>>
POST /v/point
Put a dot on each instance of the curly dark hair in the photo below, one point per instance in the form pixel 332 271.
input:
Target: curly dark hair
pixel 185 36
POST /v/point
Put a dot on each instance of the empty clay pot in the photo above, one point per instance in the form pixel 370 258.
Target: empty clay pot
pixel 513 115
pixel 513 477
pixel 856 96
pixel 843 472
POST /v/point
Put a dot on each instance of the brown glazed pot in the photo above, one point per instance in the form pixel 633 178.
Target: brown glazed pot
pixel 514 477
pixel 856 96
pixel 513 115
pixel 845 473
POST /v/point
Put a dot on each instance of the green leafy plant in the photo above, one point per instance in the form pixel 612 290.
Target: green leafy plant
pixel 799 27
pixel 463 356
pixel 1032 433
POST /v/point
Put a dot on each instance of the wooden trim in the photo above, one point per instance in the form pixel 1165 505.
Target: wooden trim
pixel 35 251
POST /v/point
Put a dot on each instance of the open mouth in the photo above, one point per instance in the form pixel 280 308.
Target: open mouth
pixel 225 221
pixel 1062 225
<<
>>
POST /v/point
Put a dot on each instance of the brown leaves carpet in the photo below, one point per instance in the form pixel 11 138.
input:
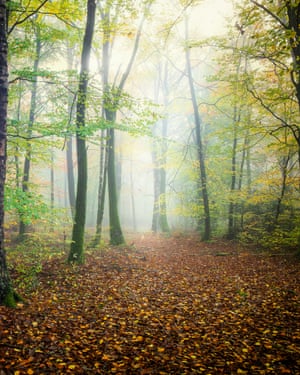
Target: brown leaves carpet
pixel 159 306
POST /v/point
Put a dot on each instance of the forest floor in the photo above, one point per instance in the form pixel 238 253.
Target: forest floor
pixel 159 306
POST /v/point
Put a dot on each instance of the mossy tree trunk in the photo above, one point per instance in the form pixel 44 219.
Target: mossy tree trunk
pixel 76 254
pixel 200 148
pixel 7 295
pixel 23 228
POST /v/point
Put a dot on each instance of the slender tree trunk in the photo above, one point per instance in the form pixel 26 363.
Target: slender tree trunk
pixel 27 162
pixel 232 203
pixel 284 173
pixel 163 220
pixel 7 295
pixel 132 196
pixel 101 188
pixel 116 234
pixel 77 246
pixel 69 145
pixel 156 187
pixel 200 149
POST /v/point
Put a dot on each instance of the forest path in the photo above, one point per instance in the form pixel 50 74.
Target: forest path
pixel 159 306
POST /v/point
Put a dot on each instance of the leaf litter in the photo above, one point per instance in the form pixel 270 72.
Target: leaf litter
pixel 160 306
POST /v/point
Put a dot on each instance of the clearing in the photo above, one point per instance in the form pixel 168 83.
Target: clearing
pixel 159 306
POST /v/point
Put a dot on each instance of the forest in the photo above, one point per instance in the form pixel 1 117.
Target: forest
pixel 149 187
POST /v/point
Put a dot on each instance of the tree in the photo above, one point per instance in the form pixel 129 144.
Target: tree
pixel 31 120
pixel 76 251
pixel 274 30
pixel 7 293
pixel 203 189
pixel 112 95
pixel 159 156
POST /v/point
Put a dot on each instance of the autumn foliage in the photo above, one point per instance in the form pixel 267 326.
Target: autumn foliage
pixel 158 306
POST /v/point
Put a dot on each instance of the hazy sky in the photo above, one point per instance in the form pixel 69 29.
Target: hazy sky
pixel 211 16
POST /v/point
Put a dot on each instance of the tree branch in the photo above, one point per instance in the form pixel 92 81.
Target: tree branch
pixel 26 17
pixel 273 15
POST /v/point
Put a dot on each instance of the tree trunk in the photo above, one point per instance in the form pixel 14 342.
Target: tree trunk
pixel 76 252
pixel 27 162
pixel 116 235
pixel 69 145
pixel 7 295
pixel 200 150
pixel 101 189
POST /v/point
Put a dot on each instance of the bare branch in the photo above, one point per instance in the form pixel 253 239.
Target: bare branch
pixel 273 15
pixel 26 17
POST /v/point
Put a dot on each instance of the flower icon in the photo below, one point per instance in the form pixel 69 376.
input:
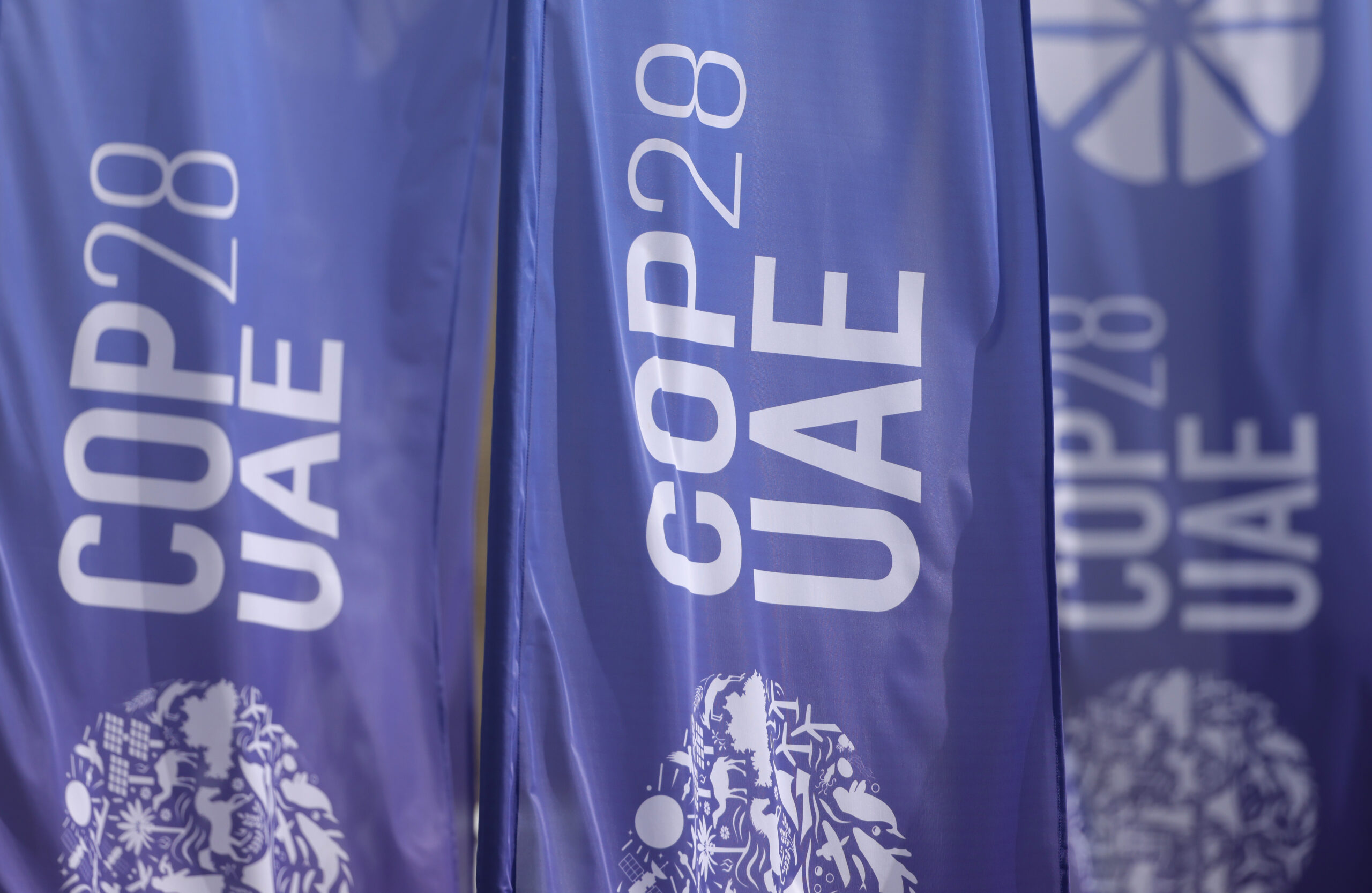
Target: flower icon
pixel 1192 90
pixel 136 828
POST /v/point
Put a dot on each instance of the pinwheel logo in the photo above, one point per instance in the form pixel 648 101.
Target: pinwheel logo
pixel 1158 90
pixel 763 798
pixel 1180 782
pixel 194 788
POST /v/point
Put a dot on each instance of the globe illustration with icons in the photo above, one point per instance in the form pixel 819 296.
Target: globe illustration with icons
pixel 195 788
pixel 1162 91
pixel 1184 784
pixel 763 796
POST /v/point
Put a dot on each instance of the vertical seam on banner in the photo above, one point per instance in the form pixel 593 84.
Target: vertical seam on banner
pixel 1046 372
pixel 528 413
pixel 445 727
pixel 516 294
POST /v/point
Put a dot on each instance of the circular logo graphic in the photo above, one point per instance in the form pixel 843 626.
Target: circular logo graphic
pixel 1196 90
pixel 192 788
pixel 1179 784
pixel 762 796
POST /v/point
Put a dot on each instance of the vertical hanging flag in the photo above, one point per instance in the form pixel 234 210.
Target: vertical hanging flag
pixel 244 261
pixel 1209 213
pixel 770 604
<<
>>
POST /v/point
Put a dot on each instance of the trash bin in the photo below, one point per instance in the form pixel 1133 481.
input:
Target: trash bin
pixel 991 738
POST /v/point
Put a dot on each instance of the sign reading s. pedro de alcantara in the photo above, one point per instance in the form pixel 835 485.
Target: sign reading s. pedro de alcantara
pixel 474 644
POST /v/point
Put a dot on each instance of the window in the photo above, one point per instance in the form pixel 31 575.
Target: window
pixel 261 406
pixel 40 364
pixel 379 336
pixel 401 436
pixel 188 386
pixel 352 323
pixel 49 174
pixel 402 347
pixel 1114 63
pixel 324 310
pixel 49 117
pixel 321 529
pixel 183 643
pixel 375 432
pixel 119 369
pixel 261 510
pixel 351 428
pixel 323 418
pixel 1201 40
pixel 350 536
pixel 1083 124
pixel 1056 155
<<
What is expected —
Return every line above that contains the string "illustration", copied in full; matching is case-sensitive.

Solution below —
Put a dot on each instance of the globe illustration with icons in the photo above, one point per instance in the form pixel 819 296.
Target: globe illustration with icons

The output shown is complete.